WRITTEN TASKS:
1. Answer these questions about the forum thread on hack toys, one answer per line:
(a) Which two kinds of guns does the opening post say you've already got?
(b) What does aaroneous call generally too involved for a casual 15-minute distraction?
(c) Which game does rms claim to be able to beat everyone at?
2. Print the part of the forum thread on hack toys that begins at the words "So on a lighter" and stops after the words "few minutes' break?".

PASSAGE:

— start —

Ask: Best Hack Toys - DanielBMarkham

So on a lighter note, let's say it's time to create the perfect hacking den. You've got the USB nerf guns, you've got the squirt guns. So what's next? Pinball games? Billiards? Darts? Laser Tag?<p>What's the best hack toys to increase productivity with the team when you need to take a few minutes' break?
======
brk
Beer!

The cause of, and solution to, all of the worlds problems.

------
aaroneous
An indoor remote controlled helicopter, a yo-yo, a tennis ball are my current
distractions. I've seen pinball, foosball, ping pong, and pool all work well
in an office setting, but video games are generally too involved for the
casual 15min distraction. Unless, of course, you're making video games.

------
rms
I'm a big fan of Guitar Hero. I can confidently state that I will beat
everyone here. I am really looking forward to getting moved into an office so
I can sit there and play Guitar Hero all day. Productivity is very relative.

------
DanielBMarkham
I'm thinking pinball.

Its got enough of an addictive quality to keep you busy for a few minutes, but
games usually don't last 40 hours like some video games would. Plus -- it's
very physical and analog.

Of course, laser tag would be awesome too, but you'd need a heckuva big
office.

— end —

SOURCE EXCERPT:
— start —

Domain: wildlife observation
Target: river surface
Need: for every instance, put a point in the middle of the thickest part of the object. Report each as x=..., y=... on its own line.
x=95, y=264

— end —

EXPECTED RESULTS:
1.
(a) USB nerf guns and squirt guns
(b) Video games
(c) Guitar Hero

2.
So on a lighter note, let's say it's time to create the perfect hacking den. You've got the USB nerf guns, you've got the squirt guns. So what's next? Pinball games? Billiards? Darts? Laser Tag?<p>What's the best hack toys to increase productivity with the team when you need to take a few minutes' break?